-- start of GIVEN DATA --
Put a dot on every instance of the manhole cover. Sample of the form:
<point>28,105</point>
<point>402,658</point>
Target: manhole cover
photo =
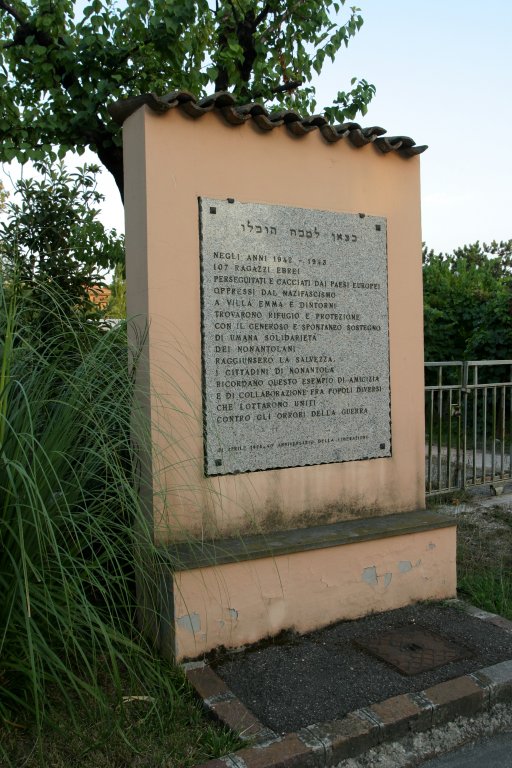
<point>413,650</point>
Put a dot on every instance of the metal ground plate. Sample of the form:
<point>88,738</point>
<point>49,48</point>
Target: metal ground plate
<point>412,650</point>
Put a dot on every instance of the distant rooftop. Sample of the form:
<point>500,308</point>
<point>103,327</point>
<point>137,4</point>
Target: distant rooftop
<point>224,104</point>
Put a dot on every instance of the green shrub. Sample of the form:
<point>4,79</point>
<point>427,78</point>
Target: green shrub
<point>71,526</point>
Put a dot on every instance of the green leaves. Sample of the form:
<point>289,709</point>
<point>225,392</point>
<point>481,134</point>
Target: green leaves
<point>468,302</point>
<point>62,67</point>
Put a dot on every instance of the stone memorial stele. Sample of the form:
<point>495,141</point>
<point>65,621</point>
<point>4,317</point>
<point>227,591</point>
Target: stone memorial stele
<point>274,276</point>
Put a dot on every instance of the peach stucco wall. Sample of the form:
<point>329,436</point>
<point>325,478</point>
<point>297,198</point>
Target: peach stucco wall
<point>171,160</point>
<point>240,603</point>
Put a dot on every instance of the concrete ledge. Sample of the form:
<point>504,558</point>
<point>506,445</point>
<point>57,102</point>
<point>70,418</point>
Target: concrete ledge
<point>345,571</point>
<point>325,744</point>
<point>201,554</point>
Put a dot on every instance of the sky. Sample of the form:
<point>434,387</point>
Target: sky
<point>443,74</point>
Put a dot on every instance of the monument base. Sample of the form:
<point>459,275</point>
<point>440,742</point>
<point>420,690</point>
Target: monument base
<point>236,592</point>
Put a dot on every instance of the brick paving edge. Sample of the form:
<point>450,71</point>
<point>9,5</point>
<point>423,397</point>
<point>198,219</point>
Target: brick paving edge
<point>325,744</point>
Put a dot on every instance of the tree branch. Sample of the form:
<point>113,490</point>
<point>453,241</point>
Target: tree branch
<point>12,12</point>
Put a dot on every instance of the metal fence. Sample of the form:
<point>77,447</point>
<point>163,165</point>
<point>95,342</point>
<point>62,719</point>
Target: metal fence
<point>468,424</point>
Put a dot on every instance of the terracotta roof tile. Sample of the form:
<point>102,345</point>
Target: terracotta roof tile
<point>224,103</point>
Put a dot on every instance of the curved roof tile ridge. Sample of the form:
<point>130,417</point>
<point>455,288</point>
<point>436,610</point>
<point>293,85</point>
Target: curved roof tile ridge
<point>225,104</point>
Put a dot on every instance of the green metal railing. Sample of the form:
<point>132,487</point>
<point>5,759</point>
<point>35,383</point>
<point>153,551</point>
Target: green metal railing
<point>468,424</point>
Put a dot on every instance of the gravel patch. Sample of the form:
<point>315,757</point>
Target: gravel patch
<point>294,681</point>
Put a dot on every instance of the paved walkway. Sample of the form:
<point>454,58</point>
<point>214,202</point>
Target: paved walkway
<point>493,752</point>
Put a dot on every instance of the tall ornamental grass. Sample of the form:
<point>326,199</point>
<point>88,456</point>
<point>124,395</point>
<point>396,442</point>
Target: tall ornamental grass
<point>71,526</point>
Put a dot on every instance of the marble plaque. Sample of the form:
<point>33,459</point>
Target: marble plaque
<point>294,336</point>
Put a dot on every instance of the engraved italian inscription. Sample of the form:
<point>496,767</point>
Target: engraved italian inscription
<point>294,336</point>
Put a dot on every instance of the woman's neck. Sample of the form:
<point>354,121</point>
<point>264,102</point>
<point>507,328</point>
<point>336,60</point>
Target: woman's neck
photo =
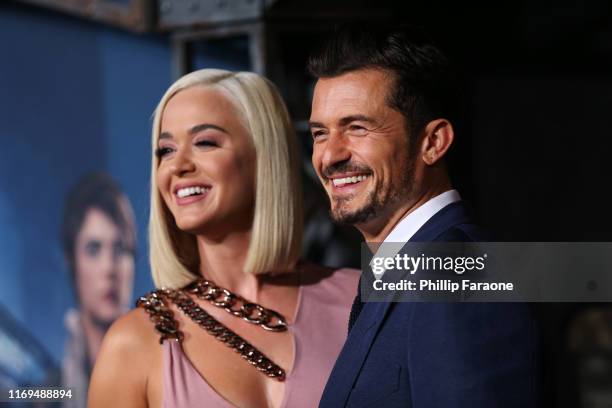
<point>222,260</point>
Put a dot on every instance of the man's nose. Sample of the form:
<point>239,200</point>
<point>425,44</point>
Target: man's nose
<point>336,150</point>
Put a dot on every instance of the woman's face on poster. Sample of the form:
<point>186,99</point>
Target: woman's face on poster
<point>104,268</point>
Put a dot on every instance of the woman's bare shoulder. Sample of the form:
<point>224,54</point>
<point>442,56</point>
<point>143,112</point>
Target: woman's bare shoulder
<point>132,332</point>
<point>337,280</point>
<point>130,352</point>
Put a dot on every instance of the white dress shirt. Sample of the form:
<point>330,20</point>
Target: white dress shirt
<point>409,225</point>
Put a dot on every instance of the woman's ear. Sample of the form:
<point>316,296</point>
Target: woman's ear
<point>437,139</point>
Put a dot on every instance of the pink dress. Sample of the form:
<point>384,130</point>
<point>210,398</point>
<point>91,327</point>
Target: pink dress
<point>319,330</point>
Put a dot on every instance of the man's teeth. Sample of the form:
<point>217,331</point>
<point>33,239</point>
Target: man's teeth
<point>348,180</point>
<point>184,192</point>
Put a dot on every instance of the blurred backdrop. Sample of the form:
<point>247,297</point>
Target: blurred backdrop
<point>79,80</point>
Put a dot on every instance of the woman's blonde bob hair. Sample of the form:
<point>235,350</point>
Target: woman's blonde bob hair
<point>277,222</point>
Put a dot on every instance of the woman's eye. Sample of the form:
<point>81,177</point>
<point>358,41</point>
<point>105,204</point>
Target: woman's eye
<point>162,151</point>
<point>206,143</point>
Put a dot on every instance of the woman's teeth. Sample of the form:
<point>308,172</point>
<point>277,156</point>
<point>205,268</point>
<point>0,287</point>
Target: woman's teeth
<point>185,192</point>
<point>348,180</point>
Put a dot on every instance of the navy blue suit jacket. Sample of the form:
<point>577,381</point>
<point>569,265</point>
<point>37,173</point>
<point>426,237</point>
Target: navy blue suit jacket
<point>438,355</point>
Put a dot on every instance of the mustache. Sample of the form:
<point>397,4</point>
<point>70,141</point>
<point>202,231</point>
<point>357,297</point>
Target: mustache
<point>345,167</point>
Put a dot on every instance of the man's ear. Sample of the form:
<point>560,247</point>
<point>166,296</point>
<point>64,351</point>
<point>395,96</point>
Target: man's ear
<point>438,136</point>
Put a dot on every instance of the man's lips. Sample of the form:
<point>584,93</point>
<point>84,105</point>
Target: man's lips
<point>342,182</point>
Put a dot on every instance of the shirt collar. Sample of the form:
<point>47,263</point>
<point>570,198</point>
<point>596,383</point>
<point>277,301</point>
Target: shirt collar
<point>410,224</point>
-- end of GIVEN DATA --
### WHAT IS ASKED
Reproduce every row above verbatim, omitting the pictures from your output.

### WRITTEN RESPONSE
Put a dot on every instance of the manhole cover. Sample of the form:
<point>28,105</point>
<point>402,658</point>
Target: manhole cover
photo =
<point>413,650</point>
Put a dot on every instance of the metal ground plate. Sample of the form:
<point>88,738</point>
<point>49,48</point>
Target: metal ground plate
<point>412,650</point>
Put a dot on every instance of the distant rooftop. Sample of the form:
<point>500,308</point>
<point>103,327</point>
<point>137,4</point>
Target: distant rooftop
<point>224,104</point>
Put a dot on every instance of the green shrub. Sample of the form:
<point>4,79</point>
<point>427,78</point>
Target: green shrub
<point>71,526</point>
Put a dot on every instance of the green leaves. Sample of the form:
<point>289,709</point>
<point>225,392</point>
<point>481,134</point>
Target: green leaves
<point>468,302</point>
<point>62,67</point>
Put a dot on every instance of the stone memorial stele. Sample of the form:
<point>495,141</point>
<point>65,621</point>
<point>4,317</point>
<point>227,591</point>
Target: stone memorial stele
<point>274,276</point>
Put a dot on every instance of the peach stucco wall. Sample of the form:
<point>329,436</point>
<point>325,478</point>
<point>297,198</point>
Target: peach stucco wall
<point>171,160</point>
<point>240,603</point>
Put a dot on every instance of the concrete ledge. Sample of the form:
<point>504,558</point>
<point>506,445</point>
<point>57,102</point>
<point>70,418</point>
Target: concrete ledge
<point>345,571</point>
<point>325,744</point>
<point>201,554</point>
Put a dot on every instance of the sky. Sample of the form:
<point>434,387</point>
Target: sky
<point>443,74</point>
Put a dot on every instance of the monument base. Sample of the form:
<point>459,275</point>
<point>440,742</point>
<point>420,690</point>
Target: monument base
<point>236,592</point>
Put a dot on every instance of the brick paving edge. Sample of the form:
<point>450,71</point>
<point>9,5</point>
<point>423,397</point>
<point>198,219</point>
Target: brick paving edge
<point>325,744</point>
Put a dot on every instance of the tree branch. Sample of the form:
<point>113,490</point>
<point>453,241</point>
Target: tree branch
<point>12,12</point>
Put a dot on every instance of the metal fence. Sample of the form:
<point>77,447</point>
<point>163,165</point>
<point>95,342</point>
<point>62,719</point>
Target: metal fence
<point>468,424</point>
Put a dot on every instance of the terracotta roof tile. Sample of the form:
<point>102,345</point>
Target: terracotta roof tile
<point>224,103</point>
Put a dot on every instance of the curved roof tile ridge. Sample of the form:
<point>130,417</point>
<point>455,288</point>
<point>436,610</point>
<point>293,85</point>
Target: curved roof tile ridge
<point>225,104</point>
Put a dot on every instance of the green metal railing. Sample of the form:
<point>132,487</point>
<point>5,759</point>
<point>35,383</point>
<point>153,551</point>
Target: green metal railing
<point>468,424</point>
Put a dot on every instance of the gravel patch. Sample of the form:
<point>315,757</point>
Target: gravel patch
<point>294,681</point>
Put a dot on every instance of the paved walkway. Sample of the form:
<point>454,58</point>
<point>214,202</point>
Target: paved walkway
<point>493,752</point>
Put a dot on every instance of the tall ornamental grass. Sample of the form:
<point>326,199</point>
<point>88,456</point>
<point>124,395</point>
<point>396,442</point>
Target: tall ornamental grass
<point>71,526</point>
Put a dot on every instance of the marble plaque. Sample of the form:
<point>33,459</point>
Target: marble plaque
<point>294,336</point>
Put a dot on every instance of the engraved italian inscription. Sample of the form:
<point>496,767</point>
Target: engraved italian inscription
<point>294,336</point>
Put a dot on every instance of the woman's neck. Sample of the form:
<point>354,121</point>
<point>264,102</point>
<point>507,328</point>
<point>336,60</point>
Target: woman's neck
photo =
<point>222,260</point>
Put a dot on every instance of the man's nose. Sample of the form:
<point>239,200</point>
<point>425,44</point>
Target: man's nose
<point>336,150</point>
Put a dot on every instance of the woman's face on poster. Sample of the form:
<point>186,99</point>
Target: woman's face on poster
<point>104,268</point>
Put a dot on every instance of the woman's bare shoulder. Sample of the form:
<point>224,54</point>
<point>442,56</point>
<point>143,112</point>
Target: woman's bare shoulder
<point>132,332</point>
<point>337,280</point>
<point>130,352</point>
Put a dot on every instance of the white dress shirt. Sample of the form:
<point>330,20</point>
Target: white dress shirt
<point>409,225</point>
Put a dot on every instance of the woman's ear. Sample of the form:
<point>316,296</point>
Target: woman's ear
<point>437,139</point>
Put a dot on every instance of the pink dress. Sample of the form:
<point>384,130</point>
<point>210,398</point>
<point>91,327</point>
Target: pink dress
<point>319,330</point>
Put a dot on every instance of the man's teeth. Sample of the form:
<point>217,331</point>
<point>33,239</point>
Target: man's teeth
<point>348,180</point>
<point>184,192</point>
Put a dot on every instance of the blurred backdrop. Sample of the form:
<point>247,297</point>
Target: blurred backdrop
<point>79,80</point>
Put a dot on every instance of the woman's blonde bob hair. Sample of the form:
<point>235,350</point>
Target: woman's blonde bob hair
<point>277,222</point>
Put a dot on every instance of the woman's eye. Sample of the form:
<point>81,177</point>
<point>358,41</point>
<point>105,204</point>
Target: woman's eye
<point>162,151</point>
<point>206,143</point>
Put a dot on every instance of the woman's teeth. Sample of the form:
<point>308,172</point>
<point>277,156</point>
<point>205,268</point>
<point>0,287</point>
Target: woman's teeth
<point>185,192</point>
<point>348,180</point>
Put a dot on every instance of the navy blue suit jacket. Sample of the form:
<point>577,381</point>
<point>569,265</point>
<point>37,173</point>
<point>426,237</point>
Target: navy blue suit jacket
<point>438,355</point>
Put a dot on every instance of the mustache. Sample of the form:
<point>397,4</point>
<point>70,141</point>
<point>202,231</point>
<point>357,297</point>
Target: mustache
<point>345,167</point>
Put a dot on every instance of the man's ear. Sample of the form:
<point>560,247</point>
<point>166,296</point>
<point>64,351</point>
<point>395,96</point>
Target: man's ear
<point>438,136</point>
Put a dot on every instance of the man's lips. Sample of the form:
<point>584,93</point>
<point>84,105</point>
Target: man's lips
<point>342,182</point>
Put a dot on every instance of the shirt collar. Sample of the form:
<point>47,263</point>
<point>570,198</point>
<point>596,383</point>
<point>277,301</point>
Target: shirt collar
<point>410,224</point>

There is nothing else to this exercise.